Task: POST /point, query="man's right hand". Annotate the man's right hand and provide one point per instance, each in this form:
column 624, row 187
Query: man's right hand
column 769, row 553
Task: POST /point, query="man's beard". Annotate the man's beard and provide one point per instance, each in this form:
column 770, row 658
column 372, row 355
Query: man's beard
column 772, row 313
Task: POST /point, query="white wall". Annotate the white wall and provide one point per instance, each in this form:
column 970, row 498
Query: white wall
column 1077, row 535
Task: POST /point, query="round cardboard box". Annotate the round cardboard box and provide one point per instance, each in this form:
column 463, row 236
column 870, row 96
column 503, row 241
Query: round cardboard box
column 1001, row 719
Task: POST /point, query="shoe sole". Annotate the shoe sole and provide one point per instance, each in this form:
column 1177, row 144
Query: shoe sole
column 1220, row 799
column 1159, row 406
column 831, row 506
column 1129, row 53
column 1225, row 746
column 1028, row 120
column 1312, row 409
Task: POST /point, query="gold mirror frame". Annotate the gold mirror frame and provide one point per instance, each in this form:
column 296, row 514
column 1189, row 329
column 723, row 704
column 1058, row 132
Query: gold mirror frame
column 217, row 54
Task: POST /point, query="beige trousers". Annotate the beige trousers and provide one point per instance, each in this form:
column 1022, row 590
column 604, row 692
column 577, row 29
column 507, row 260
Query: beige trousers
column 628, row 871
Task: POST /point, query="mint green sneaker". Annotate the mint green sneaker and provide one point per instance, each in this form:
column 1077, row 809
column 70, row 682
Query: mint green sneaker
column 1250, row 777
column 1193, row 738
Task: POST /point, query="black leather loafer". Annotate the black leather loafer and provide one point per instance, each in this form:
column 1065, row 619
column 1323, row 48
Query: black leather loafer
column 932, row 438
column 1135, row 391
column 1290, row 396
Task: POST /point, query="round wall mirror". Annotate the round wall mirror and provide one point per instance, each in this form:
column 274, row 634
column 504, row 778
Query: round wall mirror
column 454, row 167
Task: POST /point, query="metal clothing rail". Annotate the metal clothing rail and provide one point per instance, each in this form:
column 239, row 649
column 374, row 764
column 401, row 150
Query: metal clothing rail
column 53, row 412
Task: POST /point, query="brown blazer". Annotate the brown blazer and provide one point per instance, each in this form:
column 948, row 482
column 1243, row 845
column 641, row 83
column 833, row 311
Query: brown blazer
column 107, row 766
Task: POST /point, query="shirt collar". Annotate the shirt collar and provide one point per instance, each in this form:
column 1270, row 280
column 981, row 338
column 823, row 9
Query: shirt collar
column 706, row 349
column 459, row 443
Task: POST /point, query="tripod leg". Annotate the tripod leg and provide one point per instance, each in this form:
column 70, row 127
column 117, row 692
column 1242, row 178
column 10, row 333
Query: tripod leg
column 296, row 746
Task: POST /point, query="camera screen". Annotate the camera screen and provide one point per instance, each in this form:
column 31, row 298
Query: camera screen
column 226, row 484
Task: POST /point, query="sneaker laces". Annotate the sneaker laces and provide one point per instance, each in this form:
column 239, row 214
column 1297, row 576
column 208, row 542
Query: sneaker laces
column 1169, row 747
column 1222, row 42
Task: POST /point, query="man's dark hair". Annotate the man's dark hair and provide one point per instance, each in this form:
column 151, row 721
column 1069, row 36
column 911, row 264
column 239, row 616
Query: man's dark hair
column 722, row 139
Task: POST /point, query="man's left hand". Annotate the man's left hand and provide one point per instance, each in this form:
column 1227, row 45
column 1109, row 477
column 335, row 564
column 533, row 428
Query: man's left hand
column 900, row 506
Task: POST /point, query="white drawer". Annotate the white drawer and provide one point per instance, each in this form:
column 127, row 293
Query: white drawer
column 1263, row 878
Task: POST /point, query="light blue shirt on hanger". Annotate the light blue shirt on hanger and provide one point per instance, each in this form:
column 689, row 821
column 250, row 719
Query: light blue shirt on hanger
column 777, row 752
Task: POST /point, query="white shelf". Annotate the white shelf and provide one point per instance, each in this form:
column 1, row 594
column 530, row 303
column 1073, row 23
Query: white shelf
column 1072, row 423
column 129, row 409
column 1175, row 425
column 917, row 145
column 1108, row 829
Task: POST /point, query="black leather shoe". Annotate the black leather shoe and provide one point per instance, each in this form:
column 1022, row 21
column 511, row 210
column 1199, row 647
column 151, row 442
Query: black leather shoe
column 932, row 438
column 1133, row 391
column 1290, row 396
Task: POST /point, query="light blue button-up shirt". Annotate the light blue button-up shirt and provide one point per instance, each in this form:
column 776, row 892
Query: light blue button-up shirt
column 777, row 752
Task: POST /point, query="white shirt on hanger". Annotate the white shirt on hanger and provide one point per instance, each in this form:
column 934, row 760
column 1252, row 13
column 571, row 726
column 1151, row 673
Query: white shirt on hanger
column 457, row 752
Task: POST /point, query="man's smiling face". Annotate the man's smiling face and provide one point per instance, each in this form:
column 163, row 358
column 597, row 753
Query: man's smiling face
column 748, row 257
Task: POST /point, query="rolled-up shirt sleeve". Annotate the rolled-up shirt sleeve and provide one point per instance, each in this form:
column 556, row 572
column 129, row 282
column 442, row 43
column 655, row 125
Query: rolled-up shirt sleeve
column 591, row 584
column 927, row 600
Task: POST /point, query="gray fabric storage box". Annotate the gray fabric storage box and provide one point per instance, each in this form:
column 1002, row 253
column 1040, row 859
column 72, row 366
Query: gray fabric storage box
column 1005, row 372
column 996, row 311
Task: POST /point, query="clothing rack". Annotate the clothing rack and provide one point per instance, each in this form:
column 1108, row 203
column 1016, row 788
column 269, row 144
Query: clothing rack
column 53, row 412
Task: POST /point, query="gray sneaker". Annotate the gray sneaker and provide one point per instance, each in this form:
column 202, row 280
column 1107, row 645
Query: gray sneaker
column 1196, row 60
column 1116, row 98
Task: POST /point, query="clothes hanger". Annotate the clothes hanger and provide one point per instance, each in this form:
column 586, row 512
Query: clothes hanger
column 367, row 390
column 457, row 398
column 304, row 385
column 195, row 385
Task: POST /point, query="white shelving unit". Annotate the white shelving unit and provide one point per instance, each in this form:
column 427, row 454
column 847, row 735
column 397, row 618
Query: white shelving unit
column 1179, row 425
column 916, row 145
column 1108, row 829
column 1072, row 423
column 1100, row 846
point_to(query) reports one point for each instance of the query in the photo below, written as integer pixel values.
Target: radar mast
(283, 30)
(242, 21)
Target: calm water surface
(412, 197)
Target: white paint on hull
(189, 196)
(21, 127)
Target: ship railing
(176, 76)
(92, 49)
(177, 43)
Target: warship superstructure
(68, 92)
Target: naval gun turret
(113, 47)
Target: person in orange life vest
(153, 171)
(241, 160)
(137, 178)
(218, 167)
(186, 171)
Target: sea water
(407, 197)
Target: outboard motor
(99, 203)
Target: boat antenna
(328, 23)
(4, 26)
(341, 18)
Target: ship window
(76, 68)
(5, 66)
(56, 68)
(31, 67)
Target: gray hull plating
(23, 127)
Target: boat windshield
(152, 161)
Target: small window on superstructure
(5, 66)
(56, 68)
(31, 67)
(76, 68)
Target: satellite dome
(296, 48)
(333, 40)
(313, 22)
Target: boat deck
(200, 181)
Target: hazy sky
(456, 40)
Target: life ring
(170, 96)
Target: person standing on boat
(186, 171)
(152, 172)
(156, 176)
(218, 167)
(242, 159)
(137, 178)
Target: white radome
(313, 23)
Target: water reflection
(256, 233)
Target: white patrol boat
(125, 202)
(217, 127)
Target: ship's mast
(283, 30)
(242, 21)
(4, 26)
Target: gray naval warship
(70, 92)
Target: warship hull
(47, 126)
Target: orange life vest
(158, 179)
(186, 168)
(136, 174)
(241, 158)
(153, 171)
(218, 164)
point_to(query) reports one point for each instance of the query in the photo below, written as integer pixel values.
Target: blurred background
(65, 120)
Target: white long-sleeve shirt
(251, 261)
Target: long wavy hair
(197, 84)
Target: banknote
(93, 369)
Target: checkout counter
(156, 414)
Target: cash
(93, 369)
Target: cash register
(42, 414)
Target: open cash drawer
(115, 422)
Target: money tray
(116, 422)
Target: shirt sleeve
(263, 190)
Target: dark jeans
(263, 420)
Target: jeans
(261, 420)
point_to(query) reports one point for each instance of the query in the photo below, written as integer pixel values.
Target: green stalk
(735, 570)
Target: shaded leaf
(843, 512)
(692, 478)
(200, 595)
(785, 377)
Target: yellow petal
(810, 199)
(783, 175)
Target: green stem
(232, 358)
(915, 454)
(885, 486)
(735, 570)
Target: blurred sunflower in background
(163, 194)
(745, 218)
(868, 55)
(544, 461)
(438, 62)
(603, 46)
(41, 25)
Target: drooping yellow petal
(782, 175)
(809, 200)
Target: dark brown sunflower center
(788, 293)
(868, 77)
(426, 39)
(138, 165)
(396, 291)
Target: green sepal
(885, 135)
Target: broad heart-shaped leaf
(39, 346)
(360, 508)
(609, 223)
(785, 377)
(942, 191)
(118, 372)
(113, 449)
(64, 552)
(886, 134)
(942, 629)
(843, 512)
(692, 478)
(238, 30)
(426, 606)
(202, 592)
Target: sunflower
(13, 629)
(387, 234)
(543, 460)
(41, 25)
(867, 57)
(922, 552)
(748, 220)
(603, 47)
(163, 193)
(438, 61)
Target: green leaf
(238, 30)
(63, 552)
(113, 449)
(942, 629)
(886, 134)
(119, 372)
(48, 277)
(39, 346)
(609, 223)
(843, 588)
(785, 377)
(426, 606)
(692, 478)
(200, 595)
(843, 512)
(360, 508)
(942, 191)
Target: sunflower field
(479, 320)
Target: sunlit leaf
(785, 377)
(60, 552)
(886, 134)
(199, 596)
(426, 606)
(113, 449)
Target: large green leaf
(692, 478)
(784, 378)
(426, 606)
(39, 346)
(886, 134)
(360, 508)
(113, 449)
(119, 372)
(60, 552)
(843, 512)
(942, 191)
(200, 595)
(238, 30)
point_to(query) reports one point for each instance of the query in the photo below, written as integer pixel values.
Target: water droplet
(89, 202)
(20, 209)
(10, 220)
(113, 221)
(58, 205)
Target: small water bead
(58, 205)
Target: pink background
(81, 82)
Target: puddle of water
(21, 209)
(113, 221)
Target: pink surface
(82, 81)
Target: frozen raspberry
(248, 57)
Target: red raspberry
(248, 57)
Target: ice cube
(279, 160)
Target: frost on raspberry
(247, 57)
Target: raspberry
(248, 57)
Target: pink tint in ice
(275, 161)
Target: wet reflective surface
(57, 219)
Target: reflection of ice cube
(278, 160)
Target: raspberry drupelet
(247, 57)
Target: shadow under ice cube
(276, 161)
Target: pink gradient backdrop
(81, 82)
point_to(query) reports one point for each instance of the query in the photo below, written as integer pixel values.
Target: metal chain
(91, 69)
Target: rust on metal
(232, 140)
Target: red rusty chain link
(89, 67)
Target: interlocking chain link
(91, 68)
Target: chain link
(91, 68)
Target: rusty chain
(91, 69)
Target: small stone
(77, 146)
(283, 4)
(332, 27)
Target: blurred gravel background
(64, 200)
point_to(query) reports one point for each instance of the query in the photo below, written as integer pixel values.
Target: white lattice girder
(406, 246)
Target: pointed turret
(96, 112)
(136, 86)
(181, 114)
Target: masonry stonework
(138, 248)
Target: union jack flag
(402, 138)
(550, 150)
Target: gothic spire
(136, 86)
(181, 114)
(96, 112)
++++++++++++++++++++
Reproduce the items verbatim, from their first line through the line containing "column 1312, row 409", including both ends.

Task: POST /point, query="man's right hand". Annotate the man's right hand and provide one point per instance, each in this form:
column 624, row 187
Query: man's right hand
column 769, row 553
Task: POST /point, query="man's beard". Annotate the man's beard and provide one point per instance, each in this form:
column 770, row 658
column 372, row 355
Query: man's beard
column 772, row 313
Task: POST /point, query="white wall". Annotate the white wall and provide one point per instance, each in this form:
column 970, row 498
Query: white wall
column 1077, row 535
Task: POST /point, query="round cardboard box". Annotate the round cardboard box and provide one point per instance, each in this form:
column 463, row 236
column 870, row 96
column 503, row 241
Query: round cardboard box
column 1001, row 719
Task: POST /point, query="shoe sole". Annotate the shoe sole and provide one point per instance, each in this form:
column 1177, row 144
Query: shoe sole
column 1220, row 799
column 1159, row 406
column 831, row 506
column 1129, row 53
column 1225, row 746
column 1028, row 120
column 1312, row 409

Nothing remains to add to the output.